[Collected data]
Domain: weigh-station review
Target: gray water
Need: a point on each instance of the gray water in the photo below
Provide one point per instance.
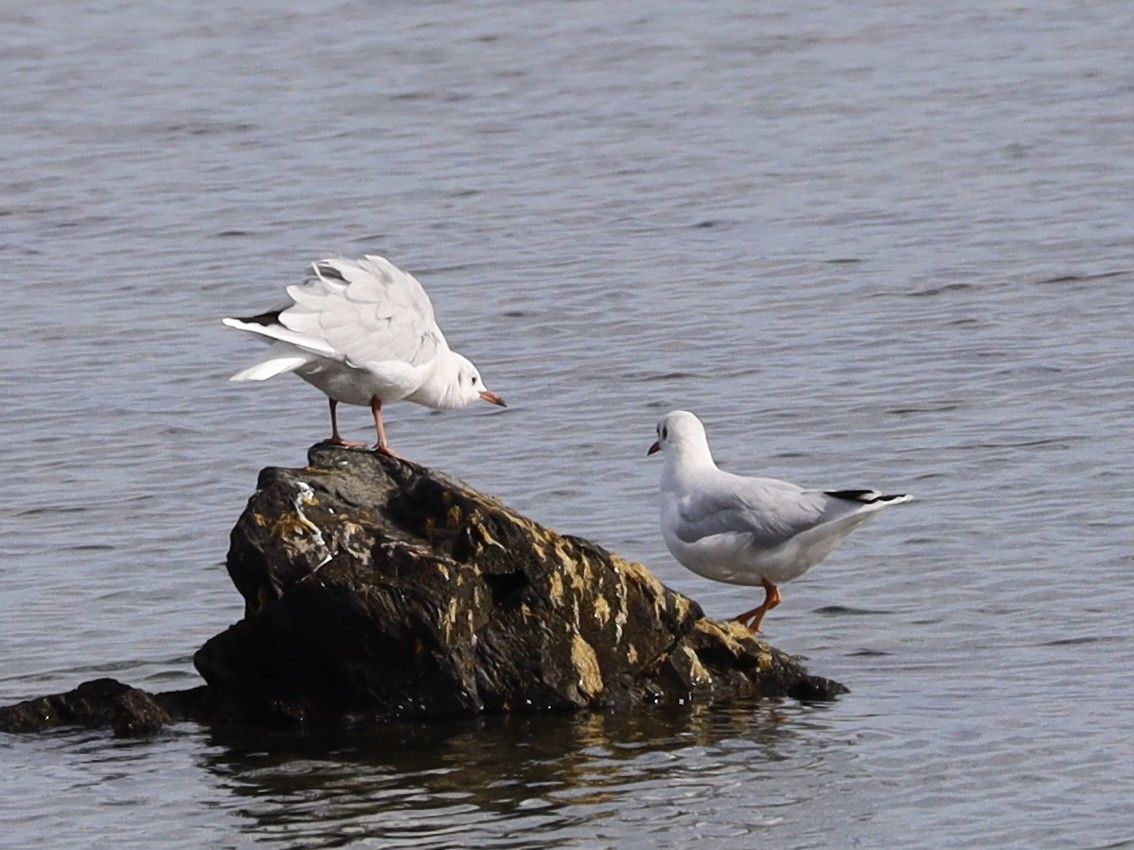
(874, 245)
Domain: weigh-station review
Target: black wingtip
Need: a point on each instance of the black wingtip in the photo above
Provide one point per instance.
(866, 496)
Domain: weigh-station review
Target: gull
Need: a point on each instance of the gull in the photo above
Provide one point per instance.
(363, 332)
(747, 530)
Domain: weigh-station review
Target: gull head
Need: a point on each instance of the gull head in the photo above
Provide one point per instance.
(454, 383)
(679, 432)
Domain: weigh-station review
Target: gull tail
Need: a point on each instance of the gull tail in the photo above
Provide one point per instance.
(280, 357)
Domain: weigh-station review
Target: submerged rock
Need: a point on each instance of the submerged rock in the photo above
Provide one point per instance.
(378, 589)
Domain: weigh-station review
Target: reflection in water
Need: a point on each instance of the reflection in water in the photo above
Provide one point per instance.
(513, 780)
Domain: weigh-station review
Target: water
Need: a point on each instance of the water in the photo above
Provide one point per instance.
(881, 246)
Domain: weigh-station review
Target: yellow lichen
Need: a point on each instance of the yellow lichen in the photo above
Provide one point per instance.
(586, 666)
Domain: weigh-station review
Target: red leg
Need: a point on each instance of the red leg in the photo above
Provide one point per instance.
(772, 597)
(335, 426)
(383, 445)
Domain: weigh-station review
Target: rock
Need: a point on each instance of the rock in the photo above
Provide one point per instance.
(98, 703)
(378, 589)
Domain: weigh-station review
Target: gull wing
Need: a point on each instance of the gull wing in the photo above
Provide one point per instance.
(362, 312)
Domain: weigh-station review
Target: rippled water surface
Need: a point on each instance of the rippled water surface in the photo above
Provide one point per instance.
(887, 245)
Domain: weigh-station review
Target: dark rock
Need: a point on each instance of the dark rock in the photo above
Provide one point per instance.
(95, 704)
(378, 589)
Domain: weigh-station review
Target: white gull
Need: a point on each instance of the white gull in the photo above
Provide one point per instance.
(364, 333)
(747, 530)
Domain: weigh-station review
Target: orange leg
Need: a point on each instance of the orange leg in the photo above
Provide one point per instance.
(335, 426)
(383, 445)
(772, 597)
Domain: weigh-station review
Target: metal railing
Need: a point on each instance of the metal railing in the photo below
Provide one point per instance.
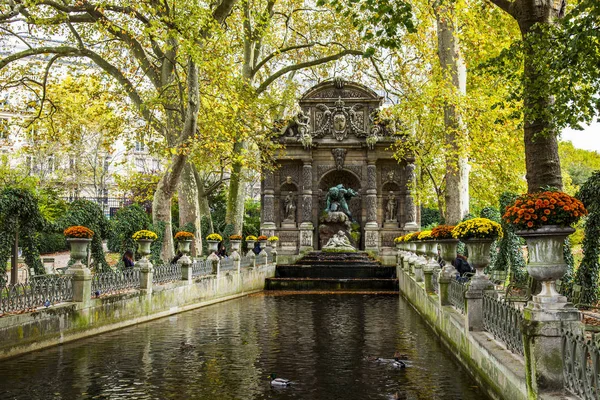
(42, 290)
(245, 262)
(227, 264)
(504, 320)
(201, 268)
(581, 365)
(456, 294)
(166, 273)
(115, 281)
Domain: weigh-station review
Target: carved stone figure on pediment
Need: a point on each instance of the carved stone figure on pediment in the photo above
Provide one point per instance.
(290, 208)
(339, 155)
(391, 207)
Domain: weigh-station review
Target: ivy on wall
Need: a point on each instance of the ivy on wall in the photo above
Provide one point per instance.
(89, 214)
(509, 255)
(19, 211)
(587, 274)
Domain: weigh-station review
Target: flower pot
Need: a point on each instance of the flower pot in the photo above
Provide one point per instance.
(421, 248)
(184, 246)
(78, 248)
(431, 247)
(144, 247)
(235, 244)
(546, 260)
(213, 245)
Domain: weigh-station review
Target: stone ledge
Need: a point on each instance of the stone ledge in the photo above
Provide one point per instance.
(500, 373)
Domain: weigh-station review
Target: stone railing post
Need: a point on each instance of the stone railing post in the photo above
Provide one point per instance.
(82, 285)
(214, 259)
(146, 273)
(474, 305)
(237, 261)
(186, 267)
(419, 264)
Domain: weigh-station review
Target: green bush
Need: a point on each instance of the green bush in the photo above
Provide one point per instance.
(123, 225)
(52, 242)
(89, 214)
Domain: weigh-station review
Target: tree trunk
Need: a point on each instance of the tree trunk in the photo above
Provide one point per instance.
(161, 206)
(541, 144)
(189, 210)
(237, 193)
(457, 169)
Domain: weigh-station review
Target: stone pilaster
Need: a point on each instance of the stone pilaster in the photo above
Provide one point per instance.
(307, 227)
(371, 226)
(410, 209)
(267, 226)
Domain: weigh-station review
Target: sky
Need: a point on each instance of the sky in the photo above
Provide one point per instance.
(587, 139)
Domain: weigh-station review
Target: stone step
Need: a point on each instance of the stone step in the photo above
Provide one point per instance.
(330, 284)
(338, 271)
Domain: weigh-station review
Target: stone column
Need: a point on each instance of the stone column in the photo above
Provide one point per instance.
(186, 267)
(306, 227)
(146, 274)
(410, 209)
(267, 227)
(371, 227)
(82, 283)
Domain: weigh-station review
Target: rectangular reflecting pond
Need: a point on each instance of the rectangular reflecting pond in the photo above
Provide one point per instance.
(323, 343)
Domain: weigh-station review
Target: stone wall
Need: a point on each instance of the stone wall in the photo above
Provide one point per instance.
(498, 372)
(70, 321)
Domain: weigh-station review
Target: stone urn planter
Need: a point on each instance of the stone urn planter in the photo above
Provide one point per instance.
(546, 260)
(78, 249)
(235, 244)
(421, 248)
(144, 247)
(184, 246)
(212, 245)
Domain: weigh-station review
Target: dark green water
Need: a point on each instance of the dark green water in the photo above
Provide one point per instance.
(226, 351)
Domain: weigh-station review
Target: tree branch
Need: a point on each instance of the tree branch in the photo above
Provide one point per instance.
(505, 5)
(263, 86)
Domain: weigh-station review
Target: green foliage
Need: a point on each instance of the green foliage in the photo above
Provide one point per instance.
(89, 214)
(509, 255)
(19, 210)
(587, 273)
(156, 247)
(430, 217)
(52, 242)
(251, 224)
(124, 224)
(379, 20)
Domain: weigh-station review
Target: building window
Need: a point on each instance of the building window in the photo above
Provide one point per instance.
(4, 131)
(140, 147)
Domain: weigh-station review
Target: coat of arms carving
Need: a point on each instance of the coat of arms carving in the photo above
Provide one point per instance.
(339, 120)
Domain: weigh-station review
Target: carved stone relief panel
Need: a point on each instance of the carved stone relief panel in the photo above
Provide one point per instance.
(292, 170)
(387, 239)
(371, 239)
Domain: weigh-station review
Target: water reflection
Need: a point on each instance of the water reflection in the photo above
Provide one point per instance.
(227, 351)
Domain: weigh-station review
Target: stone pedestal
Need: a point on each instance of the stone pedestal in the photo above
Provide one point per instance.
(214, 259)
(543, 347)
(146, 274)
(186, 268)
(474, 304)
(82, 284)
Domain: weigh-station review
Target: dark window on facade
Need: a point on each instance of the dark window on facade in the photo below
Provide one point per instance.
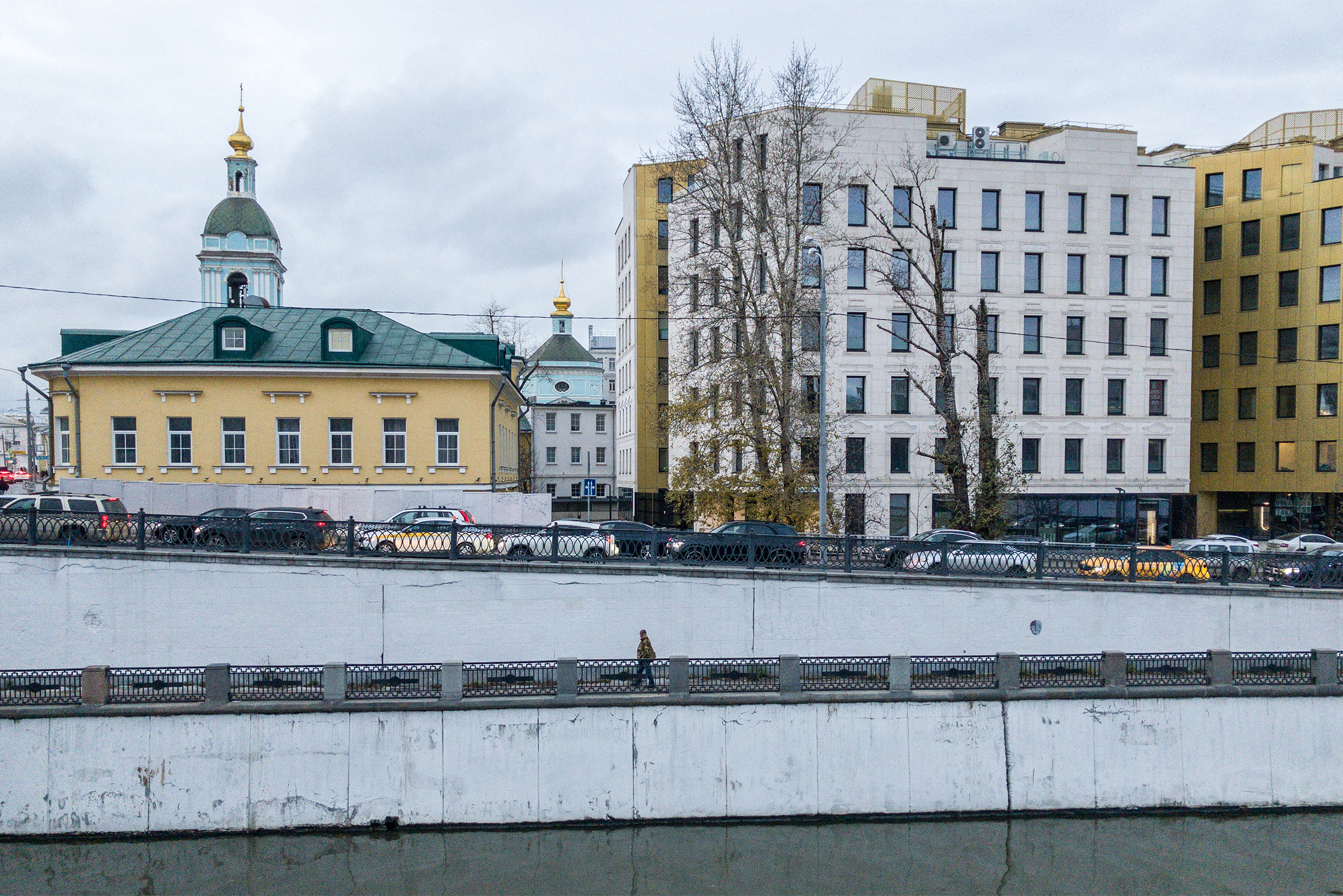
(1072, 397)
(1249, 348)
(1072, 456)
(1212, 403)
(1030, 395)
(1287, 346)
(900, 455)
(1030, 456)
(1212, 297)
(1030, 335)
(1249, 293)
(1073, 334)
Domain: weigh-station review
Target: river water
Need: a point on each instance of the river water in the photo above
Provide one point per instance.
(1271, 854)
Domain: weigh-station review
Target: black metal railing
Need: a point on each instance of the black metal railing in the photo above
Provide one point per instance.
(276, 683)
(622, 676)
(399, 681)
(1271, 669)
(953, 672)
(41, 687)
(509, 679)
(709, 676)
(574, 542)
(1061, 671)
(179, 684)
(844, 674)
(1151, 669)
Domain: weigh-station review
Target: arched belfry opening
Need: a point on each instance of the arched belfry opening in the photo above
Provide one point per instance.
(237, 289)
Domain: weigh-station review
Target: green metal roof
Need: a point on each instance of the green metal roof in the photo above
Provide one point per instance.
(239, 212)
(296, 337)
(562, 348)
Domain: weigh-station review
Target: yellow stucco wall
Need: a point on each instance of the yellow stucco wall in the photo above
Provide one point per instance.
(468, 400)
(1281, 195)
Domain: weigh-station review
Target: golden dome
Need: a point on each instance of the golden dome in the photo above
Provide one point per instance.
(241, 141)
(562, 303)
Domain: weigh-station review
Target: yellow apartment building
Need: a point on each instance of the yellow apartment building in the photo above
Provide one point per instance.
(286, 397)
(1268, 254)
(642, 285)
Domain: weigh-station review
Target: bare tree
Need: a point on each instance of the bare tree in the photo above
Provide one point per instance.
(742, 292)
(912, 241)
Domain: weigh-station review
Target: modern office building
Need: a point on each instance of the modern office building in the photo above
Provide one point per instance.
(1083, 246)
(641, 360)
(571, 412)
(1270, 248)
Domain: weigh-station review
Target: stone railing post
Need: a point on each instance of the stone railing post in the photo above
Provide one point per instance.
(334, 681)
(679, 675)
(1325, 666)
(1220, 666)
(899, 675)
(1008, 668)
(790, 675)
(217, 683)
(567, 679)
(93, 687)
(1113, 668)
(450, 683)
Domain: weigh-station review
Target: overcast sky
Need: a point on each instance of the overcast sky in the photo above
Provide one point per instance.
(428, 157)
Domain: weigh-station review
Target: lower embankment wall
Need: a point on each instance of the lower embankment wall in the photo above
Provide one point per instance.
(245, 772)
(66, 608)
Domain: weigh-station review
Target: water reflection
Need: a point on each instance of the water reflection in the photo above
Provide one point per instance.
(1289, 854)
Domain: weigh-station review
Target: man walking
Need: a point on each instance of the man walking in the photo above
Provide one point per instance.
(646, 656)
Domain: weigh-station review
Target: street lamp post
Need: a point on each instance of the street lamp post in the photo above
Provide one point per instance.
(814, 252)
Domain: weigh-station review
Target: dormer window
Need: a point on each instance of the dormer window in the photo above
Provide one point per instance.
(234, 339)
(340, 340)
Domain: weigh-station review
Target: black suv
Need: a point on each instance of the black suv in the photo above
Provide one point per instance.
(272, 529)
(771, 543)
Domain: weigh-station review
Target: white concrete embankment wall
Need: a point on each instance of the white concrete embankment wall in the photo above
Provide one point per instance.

Stated exercise » How many lines in the rows above contain the string "pedestal"? Case matters. Reply with the number only.

Exercise result » 2